Stored data:
==*==
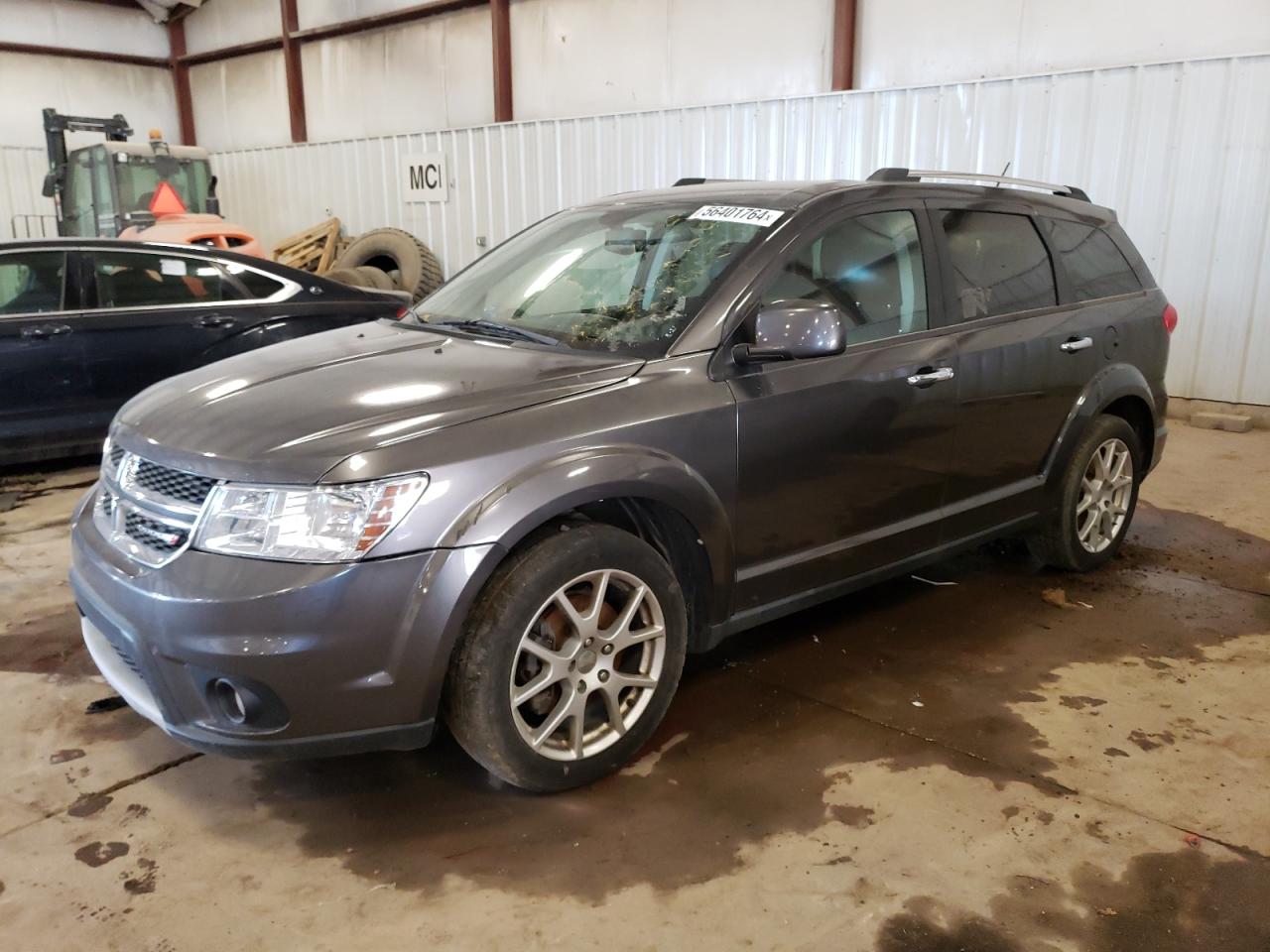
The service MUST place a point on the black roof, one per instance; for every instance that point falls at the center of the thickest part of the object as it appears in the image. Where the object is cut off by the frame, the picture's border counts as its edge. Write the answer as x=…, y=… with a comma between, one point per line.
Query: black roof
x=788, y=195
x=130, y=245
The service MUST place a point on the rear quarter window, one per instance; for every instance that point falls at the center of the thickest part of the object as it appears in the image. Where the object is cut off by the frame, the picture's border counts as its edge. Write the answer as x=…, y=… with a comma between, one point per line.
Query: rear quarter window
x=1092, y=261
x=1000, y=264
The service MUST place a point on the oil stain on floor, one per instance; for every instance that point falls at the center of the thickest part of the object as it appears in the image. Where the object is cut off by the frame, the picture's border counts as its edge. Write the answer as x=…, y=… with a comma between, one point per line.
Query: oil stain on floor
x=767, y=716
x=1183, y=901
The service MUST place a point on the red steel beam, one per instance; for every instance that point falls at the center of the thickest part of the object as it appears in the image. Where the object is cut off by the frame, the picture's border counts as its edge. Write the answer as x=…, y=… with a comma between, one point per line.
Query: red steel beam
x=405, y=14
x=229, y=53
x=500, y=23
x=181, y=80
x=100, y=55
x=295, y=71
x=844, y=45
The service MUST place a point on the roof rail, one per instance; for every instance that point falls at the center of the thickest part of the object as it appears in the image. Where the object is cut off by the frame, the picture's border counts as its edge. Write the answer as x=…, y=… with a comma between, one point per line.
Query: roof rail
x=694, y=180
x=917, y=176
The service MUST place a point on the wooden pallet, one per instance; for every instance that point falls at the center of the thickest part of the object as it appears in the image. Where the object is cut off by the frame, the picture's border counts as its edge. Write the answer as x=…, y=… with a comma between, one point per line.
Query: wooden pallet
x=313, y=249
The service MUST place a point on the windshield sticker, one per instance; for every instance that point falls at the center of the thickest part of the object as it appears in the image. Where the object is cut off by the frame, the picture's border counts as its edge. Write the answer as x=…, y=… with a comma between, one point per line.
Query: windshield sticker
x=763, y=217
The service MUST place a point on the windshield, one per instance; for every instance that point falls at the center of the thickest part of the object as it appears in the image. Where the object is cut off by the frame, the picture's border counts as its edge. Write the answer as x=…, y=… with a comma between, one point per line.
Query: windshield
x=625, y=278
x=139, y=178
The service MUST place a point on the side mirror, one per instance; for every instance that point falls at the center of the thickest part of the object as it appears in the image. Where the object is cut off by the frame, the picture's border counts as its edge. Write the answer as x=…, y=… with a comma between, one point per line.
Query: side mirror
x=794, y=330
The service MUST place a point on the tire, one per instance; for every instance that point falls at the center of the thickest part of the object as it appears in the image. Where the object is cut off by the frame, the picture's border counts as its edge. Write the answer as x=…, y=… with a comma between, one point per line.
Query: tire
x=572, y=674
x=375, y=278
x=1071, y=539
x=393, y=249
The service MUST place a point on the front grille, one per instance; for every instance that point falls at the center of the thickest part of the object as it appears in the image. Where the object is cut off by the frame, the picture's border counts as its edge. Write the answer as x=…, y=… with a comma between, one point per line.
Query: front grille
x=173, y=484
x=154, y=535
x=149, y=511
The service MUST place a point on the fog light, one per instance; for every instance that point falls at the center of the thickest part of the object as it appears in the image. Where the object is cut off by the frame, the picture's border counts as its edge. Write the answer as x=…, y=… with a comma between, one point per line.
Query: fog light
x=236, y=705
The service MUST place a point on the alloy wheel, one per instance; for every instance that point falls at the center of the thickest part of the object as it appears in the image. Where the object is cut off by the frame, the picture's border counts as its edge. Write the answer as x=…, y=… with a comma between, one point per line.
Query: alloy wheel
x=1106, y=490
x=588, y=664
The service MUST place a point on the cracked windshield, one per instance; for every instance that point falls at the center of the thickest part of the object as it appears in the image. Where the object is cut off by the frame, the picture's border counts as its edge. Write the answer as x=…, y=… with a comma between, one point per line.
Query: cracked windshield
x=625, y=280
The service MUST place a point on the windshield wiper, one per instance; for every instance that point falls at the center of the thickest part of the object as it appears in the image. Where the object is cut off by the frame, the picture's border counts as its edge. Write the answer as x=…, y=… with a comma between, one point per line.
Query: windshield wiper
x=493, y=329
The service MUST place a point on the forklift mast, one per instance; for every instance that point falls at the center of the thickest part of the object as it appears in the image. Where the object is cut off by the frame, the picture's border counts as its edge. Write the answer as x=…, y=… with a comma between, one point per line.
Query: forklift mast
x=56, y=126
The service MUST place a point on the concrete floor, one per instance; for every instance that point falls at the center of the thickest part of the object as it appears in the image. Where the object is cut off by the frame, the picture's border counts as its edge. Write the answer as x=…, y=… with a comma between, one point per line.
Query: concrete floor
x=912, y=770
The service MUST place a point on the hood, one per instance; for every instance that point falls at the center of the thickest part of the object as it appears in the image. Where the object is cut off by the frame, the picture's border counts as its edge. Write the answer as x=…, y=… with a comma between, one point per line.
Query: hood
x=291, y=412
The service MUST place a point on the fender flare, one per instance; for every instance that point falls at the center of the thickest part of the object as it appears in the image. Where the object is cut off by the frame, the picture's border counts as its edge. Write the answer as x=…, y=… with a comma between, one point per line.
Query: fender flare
==*==
Task statement
Every record above must be copied exactly; none of the pictures belong in the copy.

Answer
The service MUST place a point on the black roof, one per instance; for every instance that point falls at the center of the thickest part of the object as it appears in the image. Where the object is cut off by the frame, the picture's border counts as its edge. Write the answer as x=…, y=… with a comma between, one point per line.
Query: black roof
x=788, y=195
x=130, y=245
The service MUST place a point on the rear quarter window, one per instance; for every instance that point falls at the center of the thickest part of the object as it appears in the image. Where the object is cut off by the frame, the picture's border counts as its edge. Write the answer as x=…, y=… with a comma between, one point per line.
Query: rear quarter window
x=1092, y=261
x=1000, y=264
The service MUST place a point on the oil stain on floor, one per instance; for every instance that point falls at the center of the thickest part of the object as it appears in the image. Where the object is cut off by the frame, the picture's border counts as its edge. Write the answer as x=…, y=… with a comma between, one point per line.
Query: oil stain on floor
x=767, y=716
x=1183, y=901
The service MUST place a point on the red steel beam, one per instance; for every instance that point falls at the center of the thickest part of the object as it appears in the image. Where the object is cut off by the frame, the picture's border counts as its edge. Write the answer as x=…, y=… with a comma between, one point per line.
Query: red steel beam
x=405, y=14
x=229, y=53
x=500, y=23
x=181, y=80
x=100, y=55
x=295, y=71
x=844, y=45
The service MUST place a point on the roof rail, one per instance; for every instance that point falls at the center of the thickest part of the object as it appears in the image. Where the object is cut off by the frame, the picture's border counts as its edge. Write the answer as x=…, y=… with a comma between, one point per line.
Query: roof rail
x=694, y=180
x=917, y=176
The service MUST place a point on the wooden pallet, one per instance; for every instance that point falls at the center of the thickest part of the object as it appears in the image. Where the object is cut off by the frame, the picture's border counts as its edge. Write the answer as x=…, y=… with a comma between, one point per line.
Query: wooden pallet
x=313, y=249
The service MUST place a point on the windshield sticker, one per instance; for every instance that point falls at the center of the thickest part of the object as it appears in the image. Where the object is cut off by the frame, the picture's border counts as its edge. Write the answer as x=…, y=… with a comma between, one point per line.
Query: windshield sticker
x=763, y=217
The service MUST place a point on the windshield, one per instance; for every instance that point falls at the center of the thickest part of the object as it appears in the image. Where the object is cut off by the frame, the picture's border counts as its edge. Write the answer as x=…, y=… with a comma between, one point per line.
Query: windshield
x=625, y=278
x=139, y=178
The service MUST place a point on the side mirror, one per instance; for every instance that point falls at the center of the thickest part of the object as it appears in the image. Where the object is cut off by the frame, the picture's border counts as its edge. Write the answer as x=…, y=… with a comma between, one point per line.
Query: side mirror
x=794, y=330
The service MUST place a point on the tire, one per instance; for every instance that point falls at the center of the thickest part of the object as it appears in the image. Where the object is cut off by the frame, the picture's border counts as its edge. Write the answer as x=…, y=… with a comma between, one point per line.
Query: tire
x=572, y=674
x=375, y=278
x=1071, y=539
x=393, y=249
The service MUST place a point on the front grille, one per instance; for every instance that point falls at the center of the thickest part of the object as it appears in the image. Where the object is cut off by the frame, the picture's border counts as its edge. Write the answer as x=…, y=… with a comma between, one point per line.
Query: front grille
x=173, y=484
x=154, y=535
x=149, y=511
The service MUST place a point on the fog light, one per instance; for every instance that point falls at the center of the thickest part of the object as it appears in the image. Where the object is cut off by the frame, the picture's border counts as its edge. Write the answer as x=…, y=… with a comma between, one point per line.
Query: fog light
x=236, y=705
The service MUST place a point on the alloy wheel, one per instance; for every instance that point falls at the center of the thickest part of the object as it appears in the image. Where the object is cut off by the frame, the picture's border counts as its edge. Write the answer as x=…, y=… with a comma between, one point per line.
Query: alloy wheel
x=1106, y=490
x=588, y=664
The service MUST place a point on the cracked windshield, one per instance; for every instance that point falls at the center of the thickest part of the object as it appears in the image. Where the object is cut off by the frame, the picture's border counts as its edge. Write the answer as x=…, y=… with a comma between, one point per line.
Query: cracked windshield
x=625, y=280
The service MUST place a point on the windshield wiper, one per instance; for every instance that point falls at the center of the thickest part of the object as it appears in the image. Where the object is cut off by the frame, the picture's border counts as its edge. Write the answer as x=…, y=… with a comma between, one point per line.
Query: windshield wiper
x=493, y=329
The service MUST place a point on the forklift mast, one per instance; for every instance that point falls at the center of the thickest part of the object as it appears in the image. Where the object is cut off by the frame, the picture's border counts as its edge. Write the answer as x=…, y=… with a comma between, one point per line.
Query: forklift mast
x=56, y=126
The service MUST place a point on the concrete floor, one per instance; for every instance that point falls at the center of the thickest part of the object as it appears in the image. Where the object is cut off by the frame, the picture's border counts as its edge. Write the answer as x=…, y=… with a comma between, one point per line.
Query: concrete floor
x=912, y=770
The service MUST place a point on the hood, one per instance; for every instance that point falls at the center of the thickest part of the object as it appears in the image. Where the object is cut off by the frame, the picture's border counts as its edge. Write the answer as x=…, y=… with a comma between, one point per line.
Query: hood
x=291, y=412
The service MUST place a point on the fender flare, one per instance; for every instance that point falls at the center of the thickest part of the object as it appears in the image. Where the object is cut off by the frame, the picture's border counts as its edge. Write the answer as x=…, y=… with a comma between, one point per line.
Query: fender flare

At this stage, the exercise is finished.